**WHAT YOU SHOULD DO**
Copy out the listing in full, exactly as written, but not its pictures.

+++ ENTRIES PROVIDED

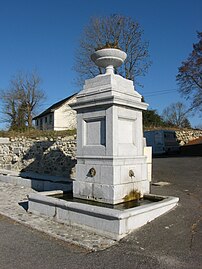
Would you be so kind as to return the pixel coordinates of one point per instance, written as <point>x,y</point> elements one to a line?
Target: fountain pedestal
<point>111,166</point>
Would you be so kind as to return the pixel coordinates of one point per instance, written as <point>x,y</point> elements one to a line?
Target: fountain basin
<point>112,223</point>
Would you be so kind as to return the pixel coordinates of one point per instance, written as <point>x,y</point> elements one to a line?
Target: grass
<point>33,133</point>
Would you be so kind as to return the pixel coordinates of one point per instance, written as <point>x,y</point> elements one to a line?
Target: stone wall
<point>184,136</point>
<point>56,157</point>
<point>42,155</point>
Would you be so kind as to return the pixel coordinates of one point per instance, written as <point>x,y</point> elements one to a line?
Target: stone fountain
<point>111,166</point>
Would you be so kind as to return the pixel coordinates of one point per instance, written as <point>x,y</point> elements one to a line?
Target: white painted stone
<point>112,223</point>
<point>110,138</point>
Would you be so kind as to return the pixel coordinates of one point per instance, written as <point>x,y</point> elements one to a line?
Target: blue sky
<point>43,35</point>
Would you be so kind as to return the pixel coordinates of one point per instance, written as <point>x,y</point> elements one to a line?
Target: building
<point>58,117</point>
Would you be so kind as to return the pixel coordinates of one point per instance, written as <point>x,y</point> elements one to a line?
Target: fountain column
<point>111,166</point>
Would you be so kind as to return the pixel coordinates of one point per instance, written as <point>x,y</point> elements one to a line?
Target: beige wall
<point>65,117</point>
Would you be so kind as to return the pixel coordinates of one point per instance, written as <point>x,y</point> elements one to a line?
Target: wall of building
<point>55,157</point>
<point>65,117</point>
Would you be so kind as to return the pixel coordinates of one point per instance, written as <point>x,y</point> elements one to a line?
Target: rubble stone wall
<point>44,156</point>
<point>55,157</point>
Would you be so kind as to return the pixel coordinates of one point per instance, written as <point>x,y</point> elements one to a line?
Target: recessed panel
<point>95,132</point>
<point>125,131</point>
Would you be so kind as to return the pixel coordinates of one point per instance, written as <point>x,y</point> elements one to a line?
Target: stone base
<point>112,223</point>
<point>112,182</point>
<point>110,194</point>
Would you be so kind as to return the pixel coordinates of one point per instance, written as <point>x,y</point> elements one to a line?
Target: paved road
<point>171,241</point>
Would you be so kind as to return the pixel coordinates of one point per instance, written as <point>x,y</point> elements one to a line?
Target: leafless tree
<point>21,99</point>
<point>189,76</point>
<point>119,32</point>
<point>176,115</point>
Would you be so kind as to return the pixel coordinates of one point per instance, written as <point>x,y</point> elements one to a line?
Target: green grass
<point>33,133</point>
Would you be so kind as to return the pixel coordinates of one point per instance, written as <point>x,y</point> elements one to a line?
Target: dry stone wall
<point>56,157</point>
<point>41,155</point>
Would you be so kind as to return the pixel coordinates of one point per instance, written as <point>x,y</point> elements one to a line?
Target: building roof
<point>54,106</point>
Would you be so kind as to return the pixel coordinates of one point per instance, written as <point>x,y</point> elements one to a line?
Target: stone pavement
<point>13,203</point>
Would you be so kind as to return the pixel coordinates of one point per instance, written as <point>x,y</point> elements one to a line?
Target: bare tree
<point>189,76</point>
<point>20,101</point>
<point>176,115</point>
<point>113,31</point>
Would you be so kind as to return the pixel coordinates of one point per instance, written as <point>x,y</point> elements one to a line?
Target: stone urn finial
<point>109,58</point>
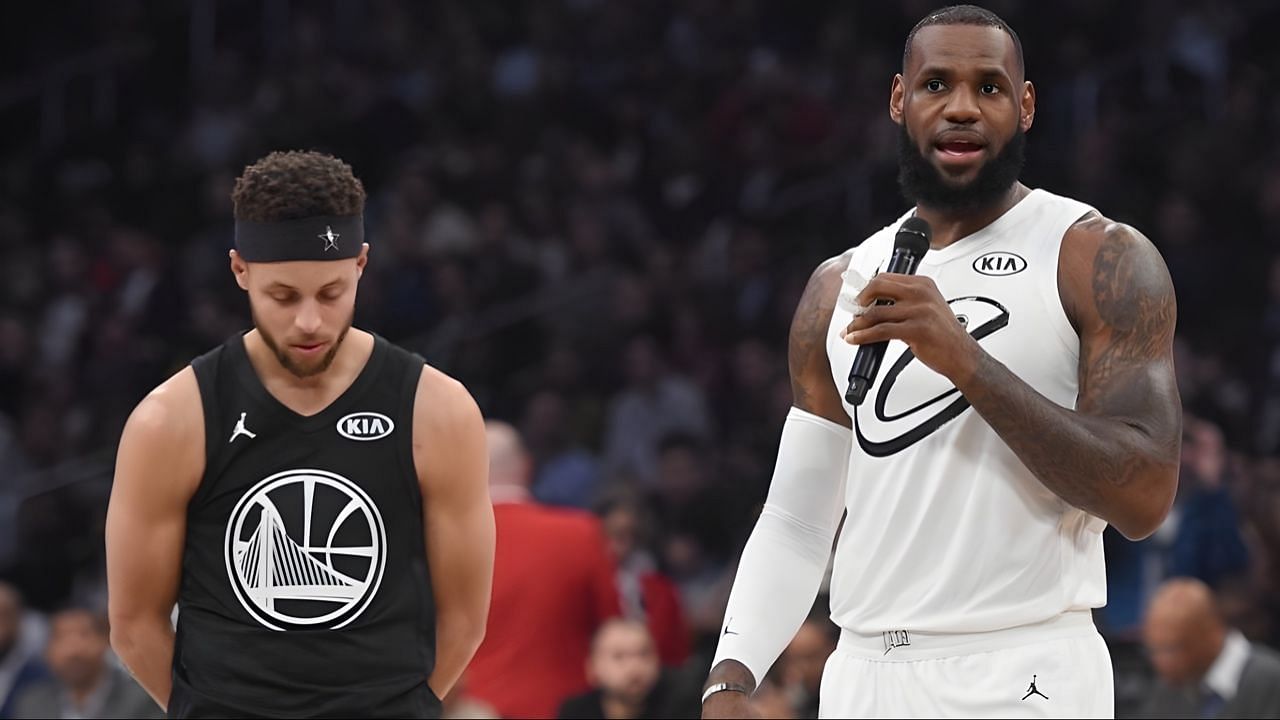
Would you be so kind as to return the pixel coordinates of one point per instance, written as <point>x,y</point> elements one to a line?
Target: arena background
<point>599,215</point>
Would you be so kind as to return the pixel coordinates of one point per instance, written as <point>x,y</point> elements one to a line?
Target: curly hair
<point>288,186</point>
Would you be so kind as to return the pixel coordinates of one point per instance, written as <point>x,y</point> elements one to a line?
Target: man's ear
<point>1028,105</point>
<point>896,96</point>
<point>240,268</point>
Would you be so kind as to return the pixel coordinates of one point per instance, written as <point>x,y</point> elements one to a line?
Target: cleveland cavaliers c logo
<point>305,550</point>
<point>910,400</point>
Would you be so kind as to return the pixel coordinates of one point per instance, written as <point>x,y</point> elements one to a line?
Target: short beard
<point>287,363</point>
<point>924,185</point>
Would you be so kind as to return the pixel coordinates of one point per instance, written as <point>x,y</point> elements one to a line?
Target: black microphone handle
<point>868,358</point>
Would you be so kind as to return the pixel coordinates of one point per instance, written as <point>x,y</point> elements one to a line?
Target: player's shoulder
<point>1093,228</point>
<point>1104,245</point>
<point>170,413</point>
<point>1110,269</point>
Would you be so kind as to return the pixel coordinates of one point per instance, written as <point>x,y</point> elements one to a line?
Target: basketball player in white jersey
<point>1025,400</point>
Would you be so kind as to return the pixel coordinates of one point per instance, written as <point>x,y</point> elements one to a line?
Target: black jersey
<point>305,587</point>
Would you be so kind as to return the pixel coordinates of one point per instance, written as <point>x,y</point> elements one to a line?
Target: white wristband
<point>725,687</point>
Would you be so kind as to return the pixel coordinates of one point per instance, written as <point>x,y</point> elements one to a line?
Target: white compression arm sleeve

++++++

**WRITTEN SOLUTION**
Would you be so kind as to return the pixel coordinates of one point per instance, written as <point>x,y</point> elements one to a line?
Target: fountain pedestal
<point>111,166</point>
Would you be so kind as to return the pixel coordinates of one point per instance, written as <point>x,y</point> elements one to a line?
Target: fountain basin
<point>112,223</point>
Would you be so kind as to return the pixel coordinates of one point per instance, written as <point>x,y</point> elements one to a line?
Target: grass
<point>33,133</point>
Would you be so kind as to return the pixel coordinates of one point per instance, written as <point>x,y</point> elements one to a line?
Target: stone wall
<point>184,136</point>
<point>56,157</point>
<point>42,155</point>
Would you be so kind as to return the pixel coordinates of one point per instance, written as <point>x,y</point> elements one to a line?
Target: stone fountain
<point>111,166</point>
Would you be so kind as to return the pixel coordinates of one point per instance, written as <point>x,y</point> elements one to a line?
Target: white painted stone
<point>112,223</point>
<point>110,138</point>
Would you be so kind as to return the pixel coordinates of one point per instance, written as <point>x,y</point> elements one to a line?
Target: blue sky
<point>43,35</point>
Would you be so kind as to return the pixel coordinates of one point per instance, written as <point>x,y</point> elements one to a line?
Target: building
<point>58,117</point>
Would you be so kind as to return the pixel coordinates of one point per instance, written as <point>x,y</point> elements one to a line?
Target: fountain column
<point>111,166</point>
Would you be so kind as to return the pixel coordinates of one point per instance, written as <point>x,y</point> elements one to a line?
Target: beige wall
<point>65,117</point>
Would you be so kind as to return the pixel coordinates of one point per instance, written as <point>x,y</point> elements one to a line?
Target: wall of building
<point>55,157</point>
<point>65,117</point>
Would you be so kind as to return the pixel coordinates of one point per instance, written as <point>x,y</point> elements one to a line?
Target: rubble stone wall
<point>44,156</point>
<point>55,157</point>
Would you be so kind as to return the pixel coordinates of one point per instance, written as <point>x,y</point> elements one to a line?
Target: recessed panel
<point>95,132</point>
<point>125,131</point>
Would you be so kind as to return the pixel coordinates of one point per instance, written as <point>x,y</point> elements one to a line?
Target: stone base
<point>112,223</point>
<point>112,182</point>
<point>110,194</point>
Would you be so kind as to return the pixel coordinates of one point per instance, written as <point>x,y</point> elements one to a line?
Target: paved road
<point>171,241</point>
Would you be so kind as to return the pixel coordinates of one point per instance, written as <point>x,y</point> elements one to a line?
Target: leafless tree
<point>21,99</point>
<point>189,76</point>
<point>119,32</point>
<point>176,115</point>
Would you be so kind as to return the pixel coordinates of one point per instance, written as <point>x,y</point> elements one to a line?
Target: green grass
<point>33,133</point>
Would you be so kind as to return the pixel coordinates of one point per instance, written as <point>x,y</point> elements one to a line?
Target: dry stone wall
<point>56,157</point>
<point>41,155</point>
Would you be so kind as to return the pixel coordinates of one point per instance, written as <point>x,y</point> elements one to a line?
Target: building roof
<point>54,106</point>
Would you be so kind as to return the pixel coordinates of one point per instance, written as <point>x,y</point> elements one to a line?
Target: stone pavement
<point>13,203</point>
Would you be so kind as to return the pixel coordinates of one point per instance, written as <point>x,y</point> elements one to a line?
Target: bare tree
<point>189,76</point>
<point>20,101</point>
<point>176,115</point>
<point>113,31</point>
Would you be so kind as to return the pixel coordinates of one point per instance, written as <point>x,y</point> elements one to a line?
Target: stone urn finial
<point>109,58</point>
Would you be so kind as to return the pixel coordinates of one point per instance, written as <point>x,y</point> elements one to a line?
Target: arena background
<point>599,215</point>
Would you be so kind as to return the pixel coordinates of one point per instance, written as <point>x,y</point> elements one to a line?
Target: curly hair
<point>288,186</point>
Would you be so kind as to return the pixel coordinates of one point per instance, written as <point>x,y</point> elements one to a line?
Target: man's ear
<point>1028,105</point>
<point>896,96</point>
<point>240,268</point>
Would you be so kind as to return the pixel coordinates of one point per instance, written as <point>x,y</point> elements one to a line?
Target: cleveland cavaliers c logo
<point>305,550</point>
<point>910,400</point>
Would you be so kind as to return the pixel coordinates of one point per instance, written as <point>x,y</point> elements one to a line?
Target: short beard
<point>287,363</point>
<point>924,185</point>
Would you be so kind as to return the pixel coordinates of one point per instance, written as <point>x,y</point> elements one to a line?
Target: black microphone handle
<point>868,358</point>
Would you be so kind as to return the pixel coordinates of one point per instance, written as <point>x,y</point> elements one to a line?
Target: player's shoulder
<point>1093,228</point>
<point>1104,245</point>
<point>170,413</point>
<point>1110,269</point>
Would you be so kind as to return the pixel coordinates of one point per instance, written as <point>x,y</point> elements one to a line?
Target: basketball player in white jersey
<point>1025,400</point>
Would you be so kind as to return the pixel coordinates of one point per instance, written as <point>x,y</point> elements one to a line?
Target: black jersey
<point>305,587</point>
Would you be so kind as to return the pixel coordinates of one point per instance, written as <point>x,y</point> elements one to a line?
Target: white wristband
<point>725,687</point>
Would you be so kind as to return the pixel coordinates of one point per instance, written as <point>x,y</point> elements one to a line?
Target: white compression arm sleeve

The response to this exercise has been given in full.